▸ **DESCRIPTION OF THE TASK**
Return each line below that contains the string "flower", copied in full. Matching is case-sensitive.

— start SUPPLIED MATERIAL —

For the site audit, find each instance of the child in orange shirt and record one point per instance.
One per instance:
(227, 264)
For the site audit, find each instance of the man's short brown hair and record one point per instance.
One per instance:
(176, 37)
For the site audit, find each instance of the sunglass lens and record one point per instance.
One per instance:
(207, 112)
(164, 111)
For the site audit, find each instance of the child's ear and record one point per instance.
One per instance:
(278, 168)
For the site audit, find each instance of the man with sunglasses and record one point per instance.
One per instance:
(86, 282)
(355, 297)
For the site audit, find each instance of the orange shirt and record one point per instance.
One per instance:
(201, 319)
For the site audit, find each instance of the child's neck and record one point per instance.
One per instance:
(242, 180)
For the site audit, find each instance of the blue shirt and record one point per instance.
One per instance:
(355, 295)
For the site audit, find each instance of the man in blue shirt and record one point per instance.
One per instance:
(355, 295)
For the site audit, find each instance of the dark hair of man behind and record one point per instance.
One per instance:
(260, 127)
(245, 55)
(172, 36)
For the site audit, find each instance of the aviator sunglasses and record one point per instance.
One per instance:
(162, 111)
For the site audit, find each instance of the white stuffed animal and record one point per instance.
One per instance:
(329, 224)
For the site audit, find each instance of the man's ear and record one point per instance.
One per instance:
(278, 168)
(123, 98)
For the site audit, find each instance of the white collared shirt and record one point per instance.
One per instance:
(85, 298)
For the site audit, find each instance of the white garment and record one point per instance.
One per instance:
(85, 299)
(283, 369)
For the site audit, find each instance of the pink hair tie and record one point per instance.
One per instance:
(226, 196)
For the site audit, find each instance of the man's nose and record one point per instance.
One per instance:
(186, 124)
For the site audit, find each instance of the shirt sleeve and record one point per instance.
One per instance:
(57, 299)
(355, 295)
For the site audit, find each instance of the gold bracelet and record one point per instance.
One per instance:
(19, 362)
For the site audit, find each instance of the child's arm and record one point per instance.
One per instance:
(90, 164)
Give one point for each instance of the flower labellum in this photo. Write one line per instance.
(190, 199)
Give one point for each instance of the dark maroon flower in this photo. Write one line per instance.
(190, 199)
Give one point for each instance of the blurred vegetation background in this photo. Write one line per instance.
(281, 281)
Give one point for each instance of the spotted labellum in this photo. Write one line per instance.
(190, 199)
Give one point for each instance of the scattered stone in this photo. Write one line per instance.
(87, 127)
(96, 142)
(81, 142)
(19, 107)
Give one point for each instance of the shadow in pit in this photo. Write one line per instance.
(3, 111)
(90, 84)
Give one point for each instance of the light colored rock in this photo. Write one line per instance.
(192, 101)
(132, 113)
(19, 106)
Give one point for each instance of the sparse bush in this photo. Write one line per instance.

— end SUPPLIED MATERIAL —
— start SUPPLIED MATERIAL —

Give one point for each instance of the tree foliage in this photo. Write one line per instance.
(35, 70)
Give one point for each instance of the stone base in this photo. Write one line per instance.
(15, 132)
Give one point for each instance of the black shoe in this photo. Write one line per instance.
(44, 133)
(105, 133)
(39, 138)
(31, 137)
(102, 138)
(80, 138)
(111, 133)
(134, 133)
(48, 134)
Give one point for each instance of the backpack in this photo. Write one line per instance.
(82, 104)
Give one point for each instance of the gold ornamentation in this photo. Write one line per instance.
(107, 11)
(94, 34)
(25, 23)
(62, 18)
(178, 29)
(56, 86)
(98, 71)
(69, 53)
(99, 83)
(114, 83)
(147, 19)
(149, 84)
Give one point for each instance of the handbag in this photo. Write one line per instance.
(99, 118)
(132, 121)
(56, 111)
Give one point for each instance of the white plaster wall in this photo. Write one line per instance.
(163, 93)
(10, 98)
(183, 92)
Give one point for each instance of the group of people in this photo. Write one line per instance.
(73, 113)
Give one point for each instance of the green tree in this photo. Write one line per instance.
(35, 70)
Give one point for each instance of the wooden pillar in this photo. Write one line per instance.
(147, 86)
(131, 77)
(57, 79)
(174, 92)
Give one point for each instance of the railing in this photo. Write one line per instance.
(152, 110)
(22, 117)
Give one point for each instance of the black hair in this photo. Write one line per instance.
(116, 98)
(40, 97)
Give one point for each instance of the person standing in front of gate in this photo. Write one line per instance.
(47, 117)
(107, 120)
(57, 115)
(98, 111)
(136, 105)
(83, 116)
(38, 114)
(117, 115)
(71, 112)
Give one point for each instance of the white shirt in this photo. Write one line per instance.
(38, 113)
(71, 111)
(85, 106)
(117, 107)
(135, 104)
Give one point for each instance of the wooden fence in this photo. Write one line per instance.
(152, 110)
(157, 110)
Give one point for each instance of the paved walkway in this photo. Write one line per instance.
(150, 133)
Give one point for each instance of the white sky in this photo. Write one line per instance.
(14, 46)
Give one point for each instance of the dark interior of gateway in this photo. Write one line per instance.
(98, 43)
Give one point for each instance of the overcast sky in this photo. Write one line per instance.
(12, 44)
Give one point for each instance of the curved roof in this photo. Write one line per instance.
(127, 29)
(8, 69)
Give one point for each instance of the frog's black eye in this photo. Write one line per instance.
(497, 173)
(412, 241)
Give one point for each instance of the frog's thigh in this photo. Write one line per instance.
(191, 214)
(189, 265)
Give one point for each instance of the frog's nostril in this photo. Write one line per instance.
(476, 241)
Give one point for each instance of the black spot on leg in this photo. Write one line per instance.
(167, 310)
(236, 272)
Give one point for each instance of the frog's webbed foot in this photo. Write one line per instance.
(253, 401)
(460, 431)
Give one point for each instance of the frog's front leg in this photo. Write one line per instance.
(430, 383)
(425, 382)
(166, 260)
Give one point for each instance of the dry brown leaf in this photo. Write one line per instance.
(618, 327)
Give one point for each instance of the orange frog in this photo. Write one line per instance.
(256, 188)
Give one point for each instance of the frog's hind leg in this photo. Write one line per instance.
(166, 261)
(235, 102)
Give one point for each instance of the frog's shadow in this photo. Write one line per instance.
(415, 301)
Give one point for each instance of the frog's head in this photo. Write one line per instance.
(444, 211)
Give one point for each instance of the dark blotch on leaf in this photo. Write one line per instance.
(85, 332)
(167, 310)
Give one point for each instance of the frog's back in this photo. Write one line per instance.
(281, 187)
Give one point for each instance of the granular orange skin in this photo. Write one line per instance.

— end SUPPLIED MATERIAL —

▸ **FINAL ANSWER**
Give one point for each instance of the flower labellum in this photo. Write one line per instance.
Give one point for each instance of the dark maroon flower in this photo. Write one line per instance.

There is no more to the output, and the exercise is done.